**INSTRUCTIONS TO FOLLOW:** Reproduce the passage of the gold exploration report below word for word, from "- UX4700-408: 1.75m" up to and including "addition of 2.3Moz.".

**SELECTED PASSAGE:**
·····
The results from 2013/2014 surface drilling programme have been
very positive and demonstrated that gold mineralisation, particularly on the
Reef 2 vein system, continues west of the mine, which opens the potential for
a significant resource expansion on the Reef 2 series at relatively shallow
levels (<1,000-1,600m) compared to the Reef 1 system.

East Deeps Underground Drilling

The programme targeted extensions of the East Zone high-grade ore
shoot on the Bulyanhulu Reef 2 system outside of the current resource model.
The programme was drilled from several underground drill platforms with a
total of 3,058 metres of diamond core completed from three holes during 2014,
bringing the total for the programme to 5 holes for 5,598 metres. The results
received during 2014 were all from the Reef 2 series, and included better
intersections of:

- UX4700-405: 1.0m @ 19.0g/t Au from 621m

- UX4700-407: 1.3m @ 76.7g/t Au from 1203m

- UX4700-408: 1.75m @ 13.6g/t Au from 1,042m

- UX4700-410: 0.5m @ 18.4g/t Au from 1167m

These Reef 2 drill intersections prove the continuity, at depth, of
the high-grade East Zone mineralisation, and show that the high-grade shoot
remains open at depth.

Results from both of the drilling programmes were included in the
year end resource and reserve calculations and increased Indicated Resources
by 760koz and Inferred Resources by 1.6Moz for a total addition of 2.3Moz.
Furthermore, the surface programme extended the extent of mineralisation by
1.5km to the west of the previous resource shell.

Future drilling programmes to both infill the area between the
western extension areas and the current Reef 1 and Reef 2 resource areas and
to infill East Deeps area will be completed from underground, by the
Bulyanhulu Mine Geology Group, over the next 3-5 years targeting a further
addition of 3Moz of resources.

Greenfield Exploration

Throughout 2014, we have continued our focus on identifying new
greenfields exploration opportunities to complement our existing exploration
portfolio. We have significantly progressed our understanding of the West
Kenya joint venture properties and have seen very encouraging results from
reconnaissance and diamond core drilling. Additionally, we entered into a
joint venture with Sarama Resources Limited, over a large and highly
prospective land package in the Houndé Belt of Burkina Faso. We continue to
look throughout Africa for opportunities to further enhance and diversify our
exploration portfolio through low cost joint ventures or option agreements.

Kenya

West Kenya Joint Venture Projects

An extensive exploration programme was completed in 2014 across the
entire area of Acacia's West Kenya projects including aircore drilling of
1,171 holes for 42,232 metres, 10,759 soil samples, 1,060km2 of mapping and
190 line kilometres of IP surveys significantly advancing our understanding of
the Busia-Kakamega greenstone belt and developing in excess of 40 new targets
for follow-up work.
·····
**DATA LINES:**
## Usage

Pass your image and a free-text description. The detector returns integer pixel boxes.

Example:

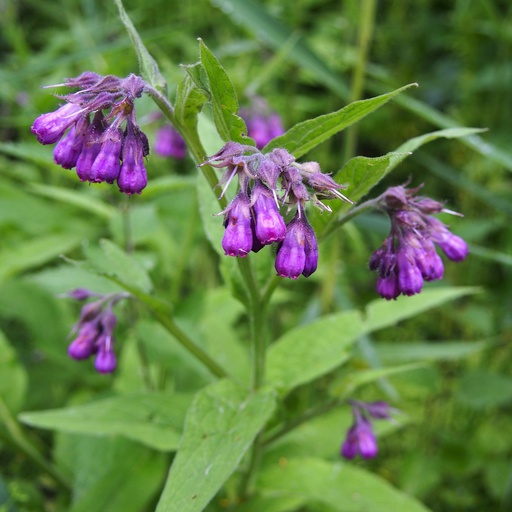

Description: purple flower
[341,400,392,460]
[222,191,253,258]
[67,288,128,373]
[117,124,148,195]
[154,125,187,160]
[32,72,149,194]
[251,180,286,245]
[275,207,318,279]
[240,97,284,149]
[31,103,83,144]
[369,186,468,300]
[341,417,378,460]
·····
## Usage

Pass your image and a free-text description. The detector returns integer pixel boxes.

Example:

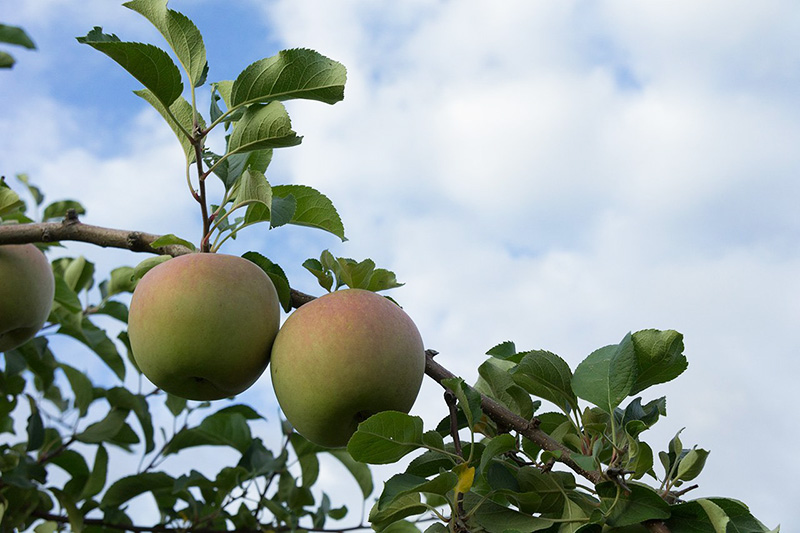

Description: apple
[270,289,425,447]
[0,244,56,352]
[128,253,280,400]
·····
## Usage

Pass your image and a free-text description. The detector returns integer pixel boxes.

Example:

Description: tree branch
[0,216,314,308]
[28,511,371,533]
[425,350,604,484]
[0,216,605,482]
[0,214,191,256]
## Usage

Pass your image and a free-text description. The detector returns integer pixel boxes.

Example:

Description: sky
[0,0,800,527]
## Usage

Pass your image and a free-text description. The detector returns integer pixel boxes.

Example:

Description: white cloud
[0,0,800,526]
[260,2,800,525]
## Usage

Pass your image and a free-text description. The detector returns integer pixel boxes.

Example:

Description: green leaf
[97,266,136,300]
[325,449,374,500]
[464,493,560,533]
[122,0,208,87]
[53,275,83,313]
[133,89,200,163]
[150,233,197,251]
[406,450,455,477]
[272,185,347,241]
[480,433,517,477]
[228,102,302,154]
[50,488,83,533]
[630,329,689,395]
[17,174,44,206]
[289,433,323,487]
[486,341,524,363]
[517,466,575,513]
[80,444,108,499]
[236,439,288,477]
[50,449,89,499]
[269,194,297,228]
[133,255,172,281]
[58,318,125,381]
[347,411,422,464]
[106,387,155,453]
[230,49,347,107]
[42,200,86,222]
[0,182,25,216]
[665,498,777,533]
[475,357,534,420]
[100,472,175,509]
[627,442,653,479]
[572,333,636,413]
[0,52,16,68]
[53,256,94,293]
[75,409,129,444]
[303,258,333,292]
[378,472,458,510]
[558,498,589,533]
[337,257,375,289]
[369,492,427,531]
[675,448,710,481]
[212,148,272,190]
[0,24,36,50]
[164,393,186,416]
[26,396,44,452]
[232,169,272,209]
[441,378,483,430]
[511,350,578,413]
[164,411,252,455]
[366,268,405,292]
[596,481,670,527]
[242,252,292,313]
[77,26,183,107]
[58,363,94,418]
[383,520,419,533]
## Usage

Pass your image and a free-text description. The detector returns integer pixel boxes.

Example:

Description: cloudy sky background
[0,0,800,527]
·····
**RESULT BELOW:**
- UX4700-408: 1.75m @ 13.6g/t Au from 1,042m

- UX4700-410: 0.5m @ 18.4g/t Au from 1167m

These Reef 2 drill intersections prove the continuity, at depth, of
the high-grade East Zone mineralisation, and show that the high-grade shoot
remains open at depth.

Results from both of the drilling programmes were included in the
year end resource and reserve calculations and increased Indicated Resources
by 760koz and Inferred Resources by 1.6Moz for a total addition of 2.3Moz.